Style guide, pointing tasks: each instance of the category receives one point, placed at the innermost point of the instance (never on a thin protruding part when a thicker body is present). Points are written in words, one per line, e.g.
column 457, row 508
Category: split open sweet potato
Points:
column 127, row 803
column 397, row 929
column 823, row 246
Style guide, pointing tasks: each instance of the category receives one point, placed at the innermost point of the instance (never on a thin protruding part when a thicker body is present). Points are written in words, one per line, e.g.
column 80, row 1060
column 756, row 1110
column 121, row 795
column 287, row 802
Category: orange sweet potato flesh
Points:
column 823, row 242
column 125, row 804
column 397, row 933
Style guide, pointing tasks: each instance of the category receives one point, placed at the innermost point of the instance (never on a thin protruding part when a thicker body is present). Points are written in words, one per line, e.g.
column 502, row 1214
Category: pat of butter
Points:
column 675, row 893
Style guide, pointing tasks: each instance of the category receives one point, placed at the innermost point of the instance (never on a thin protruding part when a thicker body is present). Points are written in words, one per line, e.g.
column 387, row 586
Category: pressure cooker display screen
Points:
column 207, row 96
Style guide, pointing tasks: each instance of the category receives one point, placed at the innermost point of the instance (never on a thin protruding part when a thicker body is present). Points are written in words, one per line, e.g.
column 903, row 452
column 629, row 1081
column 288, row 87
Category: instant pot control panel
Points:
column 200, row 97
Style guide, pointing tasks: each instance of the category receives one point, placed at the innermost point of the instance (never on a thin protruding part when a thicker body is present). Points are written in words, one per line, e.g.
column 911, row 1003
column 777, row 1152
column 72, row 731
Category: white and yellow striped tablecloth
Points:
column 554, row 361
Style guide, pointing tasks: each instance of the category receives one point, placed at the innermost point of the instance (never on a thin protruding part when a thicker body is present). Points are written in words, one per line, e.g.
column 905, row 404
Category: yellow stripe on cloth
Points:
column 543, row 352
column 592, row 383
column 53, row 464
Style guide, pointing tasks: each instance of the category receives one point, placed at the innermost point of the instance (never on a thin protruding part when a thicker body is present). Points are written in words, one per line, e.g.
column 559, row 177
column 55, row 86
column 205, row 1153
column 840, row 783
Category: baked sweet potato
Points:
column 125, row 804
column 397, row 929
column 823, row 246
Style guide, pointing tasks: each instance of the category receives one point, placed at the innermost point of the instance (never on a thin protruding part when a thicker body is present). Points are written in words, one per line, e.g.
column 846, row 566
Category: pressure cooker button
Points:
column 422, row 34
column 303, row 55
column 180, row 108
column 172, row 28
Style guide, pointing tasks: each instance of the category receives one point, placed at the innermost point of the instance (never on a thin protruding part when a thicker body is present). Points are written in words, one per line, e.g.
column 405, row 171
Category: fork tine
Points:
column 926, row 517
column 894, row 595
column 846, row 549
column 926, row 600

┄┄┄┄┄┄

### WORK TO DO
Restate the records, all of them, precisely as written.

### TASK RESPONSE
Style guide, pointing tasks: each instance of the category receives one point, placed at the innermost point of the instance (never on a thin protruding part when a thicker body is present). Points are written in words, one per line, e.g.
column 457, row 508
Category: split open sweet potato
Points:
column 127, row 803
column 397, row 929
column 823, row 246
Style guide, pointing tasks: each instance of the category receives one point, placed at the innermost point of the instance (never on a thin protruding part when a thicker body is present). Points are written in words, one per line, e.g.
column 80, row 1060
column 756, row 1110
column 121, row 795
column 287, row 802
Category: orange sweet potato flesh
Points:
column 823, row 242
column 125, row 804
column 397, row 933
Style guide, pointing tasks: each instance of the category receives one point, placed at the innermost point of the instance (never on a thin protruding part when a thicker body is present). Points are written in words, one per line, e.g.
column 502, row 1214
Category: pat of butter
Points:
column 675, row 893
Style guide, pointing tasks: each instance of the category receives one point, placed at the innermost point of the instance (never on a thin protruding part when a thicker body is present). Points are written in words, one per line, e.g.
column 387, row 586
Category: pressure cooker display screen
Points:
column 207, row 96
Style guide, pointing tasks: each instance of the category receives one point, placed at the innermost point of the instance (never on a thin protruding part when a thicker body is present). Points are written in words, one per line, e.g.
column 903, row 452
column 629, row 1081
column 288, row 87
Category: instant pot control panel
Points:
column 200, row 97
Style guide, pointing tasks: each instance of the category receives one point, placed at the innermost point of the instance (never on a thin protruding part when a thicker body is present). Points are written in words, one per line, e.g.
column 911, row 1003
column 777, row 1152
column 72, row 731
Category: white and yellow striped tablecloth
Points:
column 554, row 361
Style guide, pointing tasks: each instance of the category receives one point, placed at the innermost point of the instance (never on a thin protruding part when a thicker body is present). Points are written in words, one per line, e.g.
column 905, row 404
Category: yellow stripe on cloth
Points:
column 543, row 352
column 592, row 383
column 53, row 464
Style guide, pointing tasks: each instance of the category receives one point, placed at the innermost point of the instance (never on a thin protruding part when a thicker body is present). Points are written in words, one per line, e.g.
column 559, row 177
column 55, row 86
column 205, row 1153
column 840, row 783
Category: baked sweet potato
Points:
column 125, row 804
column 397, row 929
column 823, row 246
Style guide, pointing tasks: each instance of the category receives one point, placed at the innermost point of the instance (never on a thin protruding part when a thicker body is present). Points are written in words, one per line, e.g.
column 846, row 566
Category: pressure cooker button
Points:
column 422, row 34
column 303, row 55
column 180, row 108
column 172, row 28
Style guide, pointing tasks: each instance of the category receives one point, placed at the innermost point of the instance (never on a thin protruding part when a thicker body is present). Points are written in words, one per line, e.g.
column 405, row 171
Category: fork tine
Points:
column 926, row 517
column 894, row 595
column 846, row 549
column 926, row 600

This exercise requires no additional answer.